Mask labeling examples

▶

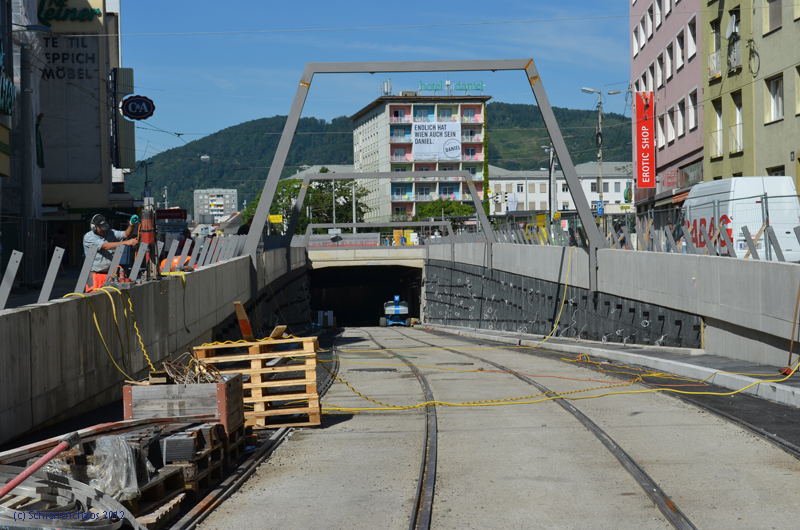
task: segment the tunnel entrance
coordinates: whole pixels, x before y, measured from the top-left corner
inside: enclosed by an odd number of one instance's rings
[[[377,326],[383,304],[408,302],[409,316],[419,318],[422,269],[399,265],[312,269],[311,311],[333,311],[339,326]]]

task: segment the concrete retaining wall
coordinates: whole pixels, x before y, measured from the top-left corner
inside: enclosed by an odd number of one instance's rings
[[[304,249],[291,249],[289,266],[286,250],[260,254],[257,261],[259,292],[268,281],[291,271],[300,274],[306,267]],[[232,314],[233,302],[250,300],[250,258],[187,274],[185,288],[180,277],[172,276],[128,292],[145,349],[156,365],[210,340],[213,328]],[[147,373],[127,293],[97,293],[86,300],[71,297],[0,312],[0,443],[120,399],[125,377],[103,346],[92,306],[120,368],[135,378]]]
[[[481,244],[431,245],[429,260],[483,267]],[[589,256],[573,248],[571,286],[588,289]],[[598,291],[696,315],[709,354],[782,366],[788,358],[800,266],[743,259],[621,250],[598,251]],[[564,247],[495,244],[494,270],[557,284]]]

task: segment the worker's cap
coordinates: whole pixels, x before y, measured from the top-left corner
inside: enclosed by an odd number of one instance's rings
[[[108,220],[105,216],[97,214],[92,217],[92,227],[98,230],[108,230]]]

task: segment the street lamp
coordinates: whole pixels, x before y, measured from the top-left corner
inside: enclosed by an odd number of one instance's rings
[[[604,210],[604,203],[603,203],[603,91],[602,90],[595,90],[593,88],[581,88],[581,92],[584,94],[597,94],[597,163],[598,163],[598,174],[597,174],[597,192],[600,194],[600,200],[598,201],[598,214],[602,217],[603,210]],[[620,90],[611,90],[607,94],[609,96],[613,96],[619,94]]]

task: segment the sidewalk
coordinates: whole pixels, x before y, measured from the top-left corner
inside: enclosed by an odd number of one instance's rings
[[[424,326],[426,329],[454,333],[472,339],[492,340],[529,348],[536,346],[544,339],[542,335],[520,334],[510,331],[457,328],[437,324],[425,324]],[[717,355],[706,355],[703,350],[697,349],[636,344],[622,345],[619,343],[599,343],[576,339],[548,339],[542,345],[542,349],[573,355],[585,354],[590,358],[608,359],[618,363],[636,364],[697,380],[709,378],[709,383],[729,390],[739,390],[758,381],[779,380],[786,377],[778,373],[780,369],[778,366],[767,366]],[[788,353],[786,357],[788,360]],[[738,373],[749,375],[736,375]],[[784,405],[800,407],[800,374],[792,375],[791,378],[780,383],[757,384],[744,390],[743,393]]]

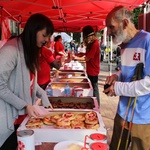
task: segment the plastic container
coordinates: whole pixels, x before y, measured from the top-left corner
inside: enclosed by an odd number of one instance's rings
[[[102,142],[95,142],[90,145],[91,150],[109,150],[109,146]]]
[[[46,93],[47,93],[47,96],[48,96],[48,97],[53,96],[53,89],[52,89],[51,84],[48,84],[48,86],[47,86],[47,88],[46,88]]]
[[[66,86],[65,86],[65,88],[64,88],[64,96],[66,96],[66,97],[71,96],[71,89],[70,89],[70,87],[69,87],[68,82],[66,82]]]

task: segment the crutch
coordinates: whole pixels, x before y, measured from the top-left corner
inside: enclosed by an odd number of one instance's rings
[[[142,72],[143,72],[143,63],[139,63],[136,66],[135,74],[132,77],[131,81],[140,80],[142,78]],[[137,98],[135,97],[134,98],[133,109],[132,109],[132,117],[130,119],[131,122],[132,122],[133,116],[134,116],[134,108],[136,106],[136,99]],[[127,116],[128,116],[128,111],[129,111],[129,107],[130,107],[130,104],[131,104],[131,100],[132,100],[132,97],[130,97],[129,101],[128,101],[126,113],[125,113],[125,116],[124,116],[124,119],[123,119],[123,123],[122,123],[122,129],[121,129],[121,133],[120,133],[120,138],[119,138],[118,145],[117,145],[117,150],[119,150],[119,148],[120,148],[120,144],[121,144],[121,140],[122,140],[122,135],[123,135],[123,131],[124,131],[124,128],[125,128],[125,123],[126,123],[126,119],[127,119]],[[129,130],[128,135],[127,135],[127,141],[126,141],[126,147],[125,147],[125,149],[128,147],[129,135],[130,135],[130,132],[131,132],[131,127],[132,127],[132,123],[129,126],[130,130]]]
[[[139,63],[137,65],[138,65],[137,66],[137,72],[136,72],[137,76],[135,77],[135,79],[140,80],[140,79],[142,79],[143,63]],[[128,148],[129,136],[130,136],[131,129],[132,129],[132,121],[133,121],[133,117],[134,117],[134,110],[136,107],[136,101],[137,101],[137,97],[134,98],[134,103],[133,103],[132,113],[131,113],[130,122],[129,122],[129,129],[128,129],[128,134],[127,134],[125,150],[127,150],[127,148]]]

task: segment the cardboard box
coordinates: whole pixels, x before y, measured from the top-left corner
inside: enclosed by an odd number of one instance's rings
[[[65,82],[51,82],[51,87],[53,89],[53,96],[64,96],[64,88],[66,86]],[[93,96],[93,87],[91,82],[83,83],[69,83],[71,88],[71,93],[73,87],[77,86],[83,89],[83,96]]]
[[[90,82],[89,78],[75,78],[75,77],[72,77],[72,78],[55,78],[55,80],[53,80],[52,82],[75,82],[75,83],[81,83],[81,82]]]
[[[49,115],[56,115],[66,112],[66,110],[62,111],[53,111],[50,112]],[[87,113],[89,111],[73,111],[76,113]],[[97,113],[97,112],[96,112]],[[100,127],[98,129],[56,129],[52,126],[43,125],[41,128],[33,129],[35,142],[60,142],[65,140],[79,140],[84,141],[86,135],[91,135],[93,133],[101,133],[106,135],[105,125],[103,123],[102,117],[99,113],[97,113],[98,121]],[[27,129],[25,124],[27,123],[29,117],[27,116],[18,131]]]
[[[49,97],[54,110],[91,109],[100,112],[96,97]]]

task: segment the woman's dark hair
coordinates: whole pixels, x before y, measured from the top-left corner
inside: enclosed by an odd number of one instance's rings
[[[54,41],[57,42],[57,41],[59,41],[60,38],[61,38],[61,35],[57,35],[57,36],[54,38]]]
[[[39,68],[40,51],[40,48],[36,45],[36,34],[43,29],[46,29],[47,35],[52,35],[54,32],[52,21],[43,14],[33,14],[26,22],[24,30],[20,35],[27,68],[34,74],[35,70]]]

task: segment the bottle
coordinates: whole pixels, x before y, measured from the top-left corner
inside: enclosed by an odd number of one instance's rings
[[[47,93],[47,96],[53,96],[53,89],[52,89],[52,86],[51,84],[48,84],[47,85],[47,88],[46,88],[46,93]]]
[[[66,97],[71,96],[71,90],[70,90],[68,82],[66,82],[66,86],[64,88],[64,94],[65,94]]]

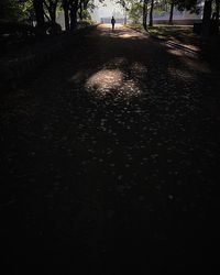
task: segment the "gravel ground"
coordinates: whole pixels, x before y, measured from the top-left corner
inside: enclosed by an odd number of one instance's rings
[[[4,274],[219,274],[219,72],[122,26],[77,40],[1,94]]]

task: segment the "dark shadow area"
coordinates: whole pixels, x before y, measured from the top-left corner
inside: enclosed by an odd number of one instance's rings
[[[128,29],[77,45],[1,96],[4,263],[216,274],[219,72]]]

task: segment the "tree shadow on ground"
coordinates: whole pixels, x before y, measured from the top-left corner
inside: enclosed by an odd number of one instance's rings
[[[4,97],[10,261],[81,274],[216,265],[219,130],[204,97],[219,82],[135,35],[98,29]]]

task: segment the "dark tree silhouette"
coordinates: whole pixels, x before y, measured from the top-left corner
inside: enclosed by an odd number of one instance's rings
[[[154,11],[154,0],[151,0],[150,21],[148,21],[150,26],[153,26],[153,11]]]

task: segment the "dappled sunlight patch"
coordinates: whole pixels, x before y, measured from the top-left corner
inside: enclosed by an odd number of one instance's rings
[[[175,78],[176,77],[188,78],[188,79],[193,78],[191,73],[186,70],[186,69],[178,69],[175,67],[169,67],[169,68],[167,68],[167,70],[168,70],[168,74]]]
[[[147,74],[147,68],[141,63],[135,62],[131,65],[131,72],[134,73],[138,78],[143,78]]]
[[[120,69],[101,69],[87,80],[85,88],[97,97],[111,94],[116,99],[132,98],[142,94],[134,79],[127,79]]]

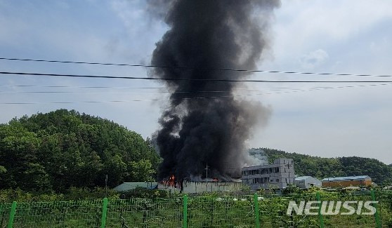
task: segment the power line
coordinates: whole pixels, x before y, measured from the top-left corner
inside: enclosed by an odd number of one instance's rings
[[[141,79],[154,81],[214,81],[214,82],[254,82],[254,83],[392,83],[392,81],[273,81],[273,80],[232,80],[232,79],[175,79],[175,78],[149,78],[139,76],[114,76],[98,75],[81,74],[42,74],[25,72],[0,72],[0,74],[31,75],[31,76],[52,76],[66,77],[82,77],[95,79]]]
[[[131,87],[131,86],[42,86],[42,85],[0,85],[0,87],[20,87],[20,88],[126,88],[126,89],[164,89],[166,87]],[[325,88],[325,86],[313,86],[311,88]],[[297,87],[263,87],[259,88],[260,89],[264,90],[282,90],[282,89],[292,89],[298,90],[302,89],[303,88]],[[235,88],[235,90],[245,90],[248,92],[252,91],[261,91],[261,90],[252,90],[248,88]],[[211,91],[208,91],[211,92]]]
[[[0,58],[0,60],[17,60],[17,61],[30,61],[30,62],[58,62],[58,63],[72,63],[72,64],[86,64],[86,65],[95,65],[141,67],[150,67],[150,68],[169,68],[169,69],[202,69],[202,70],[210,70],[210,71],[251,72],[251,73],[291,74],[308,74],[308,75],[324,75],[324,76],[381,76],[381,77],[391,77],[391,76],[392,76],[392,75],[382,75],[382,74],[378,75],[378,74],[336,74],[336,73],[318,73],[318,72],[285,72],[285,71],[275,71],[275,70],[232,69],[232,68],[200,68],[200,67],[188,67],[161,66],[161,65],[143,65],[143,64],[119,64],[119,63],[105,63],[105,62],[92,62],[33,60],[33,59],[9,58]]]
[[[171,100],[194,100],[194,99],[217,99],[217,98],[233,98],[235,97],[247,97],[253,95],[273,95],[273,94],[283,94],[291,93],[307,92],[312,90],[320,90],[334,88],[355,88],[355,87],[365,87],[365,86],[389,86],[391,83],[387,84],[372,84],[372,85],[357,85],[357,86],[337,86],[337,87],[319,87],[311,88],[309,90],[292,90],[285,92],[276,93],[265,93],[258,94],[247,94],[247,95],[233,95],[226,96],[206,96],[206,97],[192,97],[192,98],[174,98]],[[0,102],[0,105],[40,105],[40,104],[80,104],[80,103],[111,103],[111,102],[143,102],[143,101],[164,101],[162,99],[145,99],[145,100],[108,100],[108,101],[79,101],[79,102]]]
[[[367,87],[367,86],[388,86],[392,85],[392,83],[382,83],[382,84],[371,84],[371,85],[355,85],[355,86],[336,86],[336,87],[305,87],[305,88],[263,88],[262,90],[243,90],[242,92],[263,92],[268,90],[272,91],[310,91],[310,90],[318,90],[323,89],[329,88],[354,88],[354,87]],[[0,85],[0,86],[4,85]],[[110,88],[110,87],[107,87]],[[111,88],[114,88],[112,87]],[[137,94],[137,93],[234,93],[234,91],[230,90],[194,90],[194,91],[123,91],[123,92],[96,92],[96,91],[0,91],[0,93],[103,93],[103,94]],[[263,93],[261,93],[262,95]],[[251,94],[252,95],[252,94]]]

◀

DIRECTIONS FOR THIS TASK
Count the lines in the entries above that contain the string "dark". Reply with the number only.

TASK OUTPUT
3